(Stored entries)

•••••

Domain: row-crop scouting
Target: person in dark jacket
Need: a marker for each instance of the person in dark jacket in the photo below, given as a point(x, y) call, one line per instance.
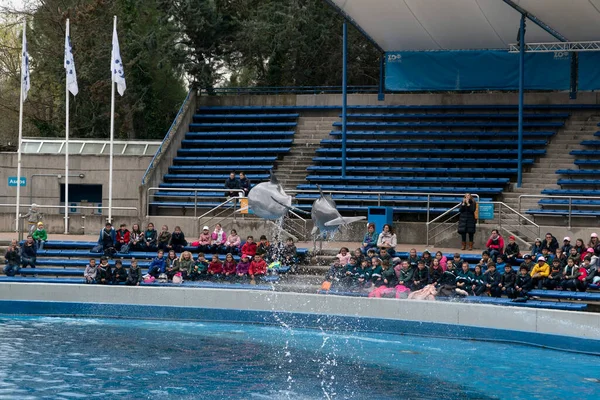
point(420, 277)
point(492, 280)
point(104, 274)
point(550, 243)
point(119, 273)
point(466, 221)
point(245, 184)
point(12, 258)
point(554, 280)
point(523, 283)
point(29, 253)
point(134, 277)
point(232, 183)
point(507, 282)
point(177, 241)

•••••

After removing each picture, print the entries above exactly as they were.

Domain: row-crop scouting
Target: person in dark jacket
Need: a marker for each instance of the person in dark jacket in the photo below, given as a point(x, y) call, one line per instance.
point(420, 277)
point(492, 280)
point(104, 274)
point(550, 243)
point(119, 273)
point(466, 221)
point(245, 184)
point(12, 258)
point(554, 280)
point(523, 283)
point(29, 253)
point(134, 277)
point(232, 183)
point(507, 282)
point(177, 241)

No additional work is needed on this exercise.